**DATOS DE ENTRADA:**
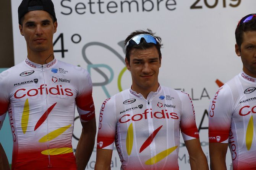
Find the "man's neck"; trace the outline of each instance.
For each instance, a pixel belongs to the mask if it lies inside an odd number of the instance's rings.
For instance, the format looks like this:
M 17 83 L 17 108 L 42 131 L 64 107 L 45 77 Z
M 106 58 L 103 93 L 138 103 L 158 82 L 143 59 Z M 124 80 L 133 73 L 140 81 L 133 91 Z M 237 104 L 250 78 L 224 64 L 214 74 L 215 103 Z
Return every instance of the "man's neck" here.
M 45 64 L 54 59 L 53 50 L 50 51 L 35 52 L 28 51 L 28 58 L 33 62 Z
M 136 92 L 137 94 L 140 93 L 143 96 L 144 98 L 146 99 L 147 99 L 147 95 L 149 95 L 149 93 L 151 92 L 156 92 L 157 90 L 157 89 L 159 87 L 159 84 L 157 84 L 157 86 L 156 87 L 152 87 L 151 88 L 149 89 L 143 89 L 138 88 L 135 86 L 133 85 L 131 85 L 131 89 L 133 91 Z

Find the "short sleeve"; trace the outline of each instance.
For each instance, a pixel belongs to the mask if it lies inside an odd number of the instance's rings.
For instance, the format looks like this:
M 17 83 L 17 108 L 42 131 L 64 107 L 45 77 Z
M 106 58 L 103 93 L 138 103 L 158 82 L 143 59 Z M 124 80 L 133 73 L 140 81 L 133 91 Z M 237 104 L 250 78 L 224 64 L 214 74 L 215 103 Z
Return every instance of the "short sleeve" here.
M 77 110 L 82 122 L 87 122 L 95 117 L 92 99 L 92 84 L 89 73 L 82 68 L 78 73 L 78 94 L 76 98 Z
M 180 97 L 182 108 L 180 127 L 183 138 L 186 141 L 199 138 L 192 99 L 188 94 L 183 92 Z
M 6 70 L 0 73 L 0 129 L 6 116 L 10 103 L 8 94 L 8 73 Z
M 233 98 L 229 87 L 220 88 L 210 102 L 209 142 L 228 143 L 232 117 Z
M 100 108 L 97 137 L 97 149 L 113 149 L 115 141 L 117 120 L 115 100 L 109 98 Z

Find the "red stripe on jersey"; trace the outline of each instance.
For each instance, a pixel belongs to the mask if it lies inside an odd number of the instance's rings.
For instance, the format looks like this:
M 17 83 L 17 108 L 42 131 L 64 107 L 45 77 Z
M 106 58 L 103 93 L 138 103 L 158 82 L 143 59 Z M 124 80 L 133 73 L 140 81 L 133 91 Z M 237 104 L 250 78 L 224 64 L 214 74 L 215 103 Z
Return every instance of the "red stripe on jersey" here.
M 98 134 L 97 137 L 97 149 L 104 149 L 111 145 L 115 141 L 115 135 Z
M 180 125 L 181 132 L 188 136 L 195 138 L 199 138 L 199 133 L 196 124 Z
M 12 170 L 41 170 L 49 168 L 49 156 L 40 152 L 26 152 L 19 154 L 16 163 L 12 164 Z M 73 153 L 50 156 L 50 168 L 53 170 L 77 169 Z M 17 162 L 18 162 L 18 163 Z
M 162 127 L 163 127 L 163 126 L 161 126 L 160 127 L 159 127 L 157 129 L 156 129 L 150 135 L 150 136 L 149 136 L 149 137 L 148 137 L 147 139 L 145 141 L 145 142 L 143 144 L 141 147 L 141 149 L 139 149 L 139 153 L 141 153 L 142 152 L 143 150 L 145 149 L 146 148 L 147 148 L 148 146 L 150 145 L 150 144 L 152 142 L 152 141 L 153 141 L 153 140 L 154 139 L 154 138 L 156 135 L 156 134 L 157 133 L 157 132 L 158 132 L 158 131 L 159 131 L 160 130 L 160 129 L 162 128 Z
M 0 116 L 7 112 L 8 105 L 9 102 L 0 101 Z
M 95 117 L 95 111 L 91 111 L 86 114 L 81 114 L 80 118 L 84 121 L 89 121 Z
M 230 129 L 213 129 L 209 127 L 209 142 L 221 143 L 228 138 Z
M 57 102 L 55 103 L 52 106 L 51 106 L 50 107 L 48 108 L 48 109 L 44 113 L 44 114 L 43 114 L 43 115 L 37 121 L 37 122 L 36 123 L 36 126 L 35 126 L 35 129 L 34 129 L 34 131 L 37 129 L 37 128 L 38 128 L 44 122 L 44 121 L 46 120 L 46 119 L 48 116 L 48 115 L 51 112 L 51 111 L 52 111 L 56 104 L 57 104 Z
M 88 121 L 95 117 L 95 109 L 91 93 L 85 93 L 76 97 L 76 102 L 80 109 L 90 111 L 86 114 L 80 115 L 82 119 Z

* * *

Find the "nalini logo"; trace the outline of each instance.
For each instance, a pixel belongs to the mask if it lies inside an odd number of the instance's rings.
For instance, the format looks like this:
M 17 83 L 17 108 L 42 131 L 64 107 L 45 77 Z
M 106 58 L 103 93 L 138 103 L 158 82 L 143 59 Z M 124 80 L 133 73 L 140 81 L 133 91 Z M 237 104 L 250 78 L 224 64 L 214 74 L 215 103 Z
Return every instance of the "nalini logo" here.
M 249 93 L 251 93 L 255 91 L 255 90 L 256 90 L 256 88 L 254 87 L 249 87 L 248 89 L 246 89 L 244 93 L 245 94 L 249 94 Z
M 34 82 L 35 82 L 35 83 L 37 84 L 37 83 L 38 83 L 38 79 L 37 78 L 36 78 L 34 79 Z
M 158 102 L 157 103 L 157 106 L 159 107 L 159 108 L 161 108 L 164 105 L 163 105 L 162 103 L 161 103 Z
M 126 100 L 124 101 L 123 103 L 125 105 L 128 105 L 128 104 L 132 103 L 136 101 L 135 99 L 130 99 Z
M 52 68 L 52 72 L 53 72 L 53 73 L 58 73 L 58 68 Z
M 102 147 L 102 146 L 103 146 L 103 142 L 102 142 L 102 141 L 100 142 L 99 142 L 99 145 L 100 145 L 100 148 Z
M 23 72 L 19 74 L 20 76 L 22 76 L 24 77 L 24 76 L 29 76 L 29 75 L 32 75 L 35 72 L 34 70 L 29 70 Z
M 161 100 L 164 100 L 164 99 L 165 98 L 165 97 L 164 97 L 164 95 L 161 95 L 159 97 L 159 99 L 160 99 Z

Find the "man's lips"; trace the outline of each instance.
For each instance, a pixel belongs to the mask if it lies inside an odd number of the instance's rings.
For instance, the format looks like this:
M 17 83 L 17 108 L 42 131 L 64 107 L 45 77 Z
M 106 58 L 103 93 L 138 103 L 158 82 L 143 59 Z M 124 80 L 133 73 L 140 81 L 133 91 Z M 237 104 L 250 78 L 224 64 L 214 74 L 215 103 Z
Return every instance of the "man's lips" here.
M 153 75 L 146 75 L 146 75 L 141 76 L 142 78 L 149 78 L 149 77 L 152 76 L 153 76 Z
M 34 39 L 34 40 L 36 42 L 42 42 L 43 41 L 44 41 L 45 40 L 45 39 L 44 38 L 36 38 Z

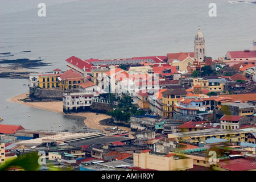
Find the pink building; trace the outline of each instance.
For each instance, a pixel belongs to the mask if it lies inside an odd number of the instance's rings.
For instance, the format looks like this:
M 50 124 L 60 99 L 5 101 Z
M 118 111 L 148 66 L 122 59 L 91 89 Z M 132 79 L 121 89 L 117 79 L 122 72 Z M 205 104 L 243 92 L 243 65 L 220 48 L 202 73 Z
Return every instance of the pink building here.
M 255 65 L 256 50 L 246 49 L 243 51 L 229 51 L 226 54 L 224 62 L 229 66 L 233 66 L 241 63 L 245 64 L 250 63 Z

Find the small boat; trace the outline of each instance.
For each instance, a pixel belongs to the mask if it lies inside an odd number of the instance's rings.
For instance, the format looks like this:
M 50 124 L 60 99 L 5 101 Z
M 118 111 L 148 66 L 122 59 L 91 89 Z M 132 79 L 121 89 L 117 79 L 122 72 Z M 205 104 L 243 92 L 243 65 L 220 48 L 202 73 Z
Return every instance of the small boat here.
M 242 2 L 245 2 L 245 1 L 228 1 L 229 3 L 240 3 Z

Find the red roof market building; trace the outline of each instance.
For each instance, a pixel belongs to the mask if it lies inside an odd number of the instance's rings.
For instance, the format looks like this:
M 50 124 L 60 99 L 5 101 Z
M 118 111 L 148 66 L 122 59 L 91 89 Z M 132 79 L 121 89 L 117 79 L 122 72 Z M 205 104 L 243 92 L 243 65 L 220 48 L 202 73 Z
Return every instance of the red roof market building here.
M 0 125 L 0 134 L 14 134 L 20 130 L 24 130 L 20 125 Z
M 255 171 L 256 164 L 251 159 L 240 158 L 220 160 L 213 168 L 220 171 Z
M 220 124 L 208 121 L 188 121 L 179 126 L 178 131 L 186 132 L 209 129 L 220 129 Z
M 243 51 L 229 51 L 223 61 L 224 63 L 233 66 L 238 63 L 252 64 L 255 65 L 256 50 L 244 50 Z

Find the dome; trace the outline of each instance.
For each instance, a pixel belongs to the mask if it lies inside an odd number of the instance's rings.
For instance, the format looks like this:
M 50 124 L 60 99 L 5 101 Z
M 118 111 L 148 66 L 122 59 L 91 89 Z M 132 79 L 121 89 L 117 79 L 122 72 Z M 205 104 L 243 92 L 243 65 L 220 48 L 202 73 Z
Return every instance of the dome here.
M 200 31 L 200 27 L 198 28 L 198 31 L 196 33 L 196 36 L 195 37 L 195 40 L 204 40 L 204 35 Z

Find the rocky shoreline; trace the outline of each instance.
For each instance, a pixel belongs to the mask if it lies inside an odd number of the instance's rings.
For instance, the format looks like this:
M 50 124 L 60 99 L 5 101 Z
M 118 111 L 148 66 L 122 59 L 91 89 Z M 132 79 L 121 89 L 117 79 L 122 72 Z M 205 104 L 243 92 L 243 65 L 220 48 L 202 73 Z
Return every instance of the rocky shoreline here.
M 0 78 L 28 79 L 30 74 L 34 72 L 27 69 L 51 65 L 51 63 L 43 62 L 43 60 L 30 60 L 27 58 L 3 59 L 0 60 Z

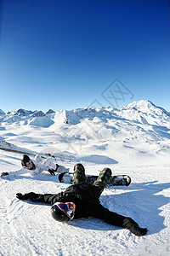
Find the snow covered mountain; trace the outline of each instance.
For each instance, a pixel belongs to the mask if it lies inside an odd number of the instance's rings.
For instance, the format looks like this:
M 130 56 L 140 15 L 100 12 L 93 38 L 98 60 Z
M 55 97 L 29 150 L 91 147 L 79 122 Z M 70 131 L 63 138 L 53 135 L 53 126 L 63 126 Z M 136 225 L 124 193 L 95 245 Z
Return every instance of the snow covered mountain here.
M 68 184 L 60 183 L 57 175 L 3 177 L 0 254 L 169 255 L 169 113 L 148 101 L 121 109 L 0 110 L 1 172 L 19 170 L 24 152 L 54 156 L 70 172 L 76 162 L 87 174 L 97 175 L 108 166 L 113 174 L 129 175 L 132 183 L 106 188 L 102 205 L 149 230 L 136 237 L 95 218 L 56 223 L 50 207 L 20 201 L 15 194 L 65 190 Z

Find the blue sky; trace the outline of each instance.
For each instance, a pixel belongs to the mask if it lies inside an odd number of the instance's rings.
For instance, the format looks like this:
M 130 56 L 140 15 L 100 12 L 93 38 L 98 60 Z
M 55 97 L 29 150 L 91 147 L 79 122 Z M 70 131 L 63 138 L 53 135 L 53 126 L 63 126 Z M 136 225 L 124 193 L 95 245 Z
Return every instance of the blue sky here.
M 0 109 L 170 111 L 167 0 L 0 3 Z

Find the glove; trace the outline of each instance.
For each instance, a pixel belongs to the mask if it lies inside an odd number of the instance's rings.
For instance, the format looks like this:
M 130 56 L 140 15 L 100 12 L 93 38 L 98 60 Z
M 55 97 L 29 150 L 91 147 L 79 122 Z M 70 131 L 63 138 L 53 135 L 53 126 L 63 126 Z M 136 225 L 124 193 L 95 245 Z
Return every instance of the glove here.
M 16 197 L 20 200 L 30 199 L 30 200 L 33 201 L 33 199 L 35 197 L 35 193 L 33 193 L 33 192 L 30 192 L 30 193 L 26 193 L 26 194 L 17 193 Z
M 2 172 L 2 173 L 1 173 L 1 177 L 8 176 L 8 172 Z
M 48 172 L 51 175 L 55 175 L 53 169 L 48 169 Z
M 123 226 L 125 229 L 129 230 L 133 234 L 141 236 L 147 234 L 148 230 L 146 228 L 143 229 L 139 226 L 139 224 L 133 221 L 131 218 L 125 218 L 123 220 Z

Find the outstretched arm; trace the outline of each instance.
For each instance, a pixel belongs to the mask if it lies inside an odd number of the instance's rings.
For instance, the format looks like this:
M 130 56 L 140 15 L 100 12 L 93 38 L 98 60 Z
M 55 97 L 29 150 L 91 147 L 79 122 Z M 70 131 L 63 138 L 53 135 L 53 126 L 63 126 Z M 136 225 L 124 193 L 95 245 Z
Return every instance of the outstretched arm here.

**ENUNCIADO:**
Convierte en una lista JSON de cadenas las líneas comprendidas entre la que contiene "Find the dome;" y la que contiene "M 200 31 L 200", ambas incluidas. Usa una cadena por línea y omite las líneas en blanco.

**SOLUCIÓN:**
[
  "Find the dome; trace the outline of each instance.",
  "For each instance, a pixel belongs to the mask if it lies inside an odd number of the instance's rings.",
  "For instance, the format looks like this:",
  "M 50 124 L 60 99 L 5 101 Z",
  "M 118 111 L 148 66 L 122 59 L 91 89 Z M 132 79 L 121 89 L 117 79 L 122 72 Z M 205 104 L 243 92 L 243 65 L 220 48 L 202 73 Z",
  "Return every instance of the dome here.",
  "M 200 31 L 200 27 L 198 28 L 198 31 L 196 33 L 196 36 L 195 37 L 195 40 L 204 40 L 204 35 Z"
]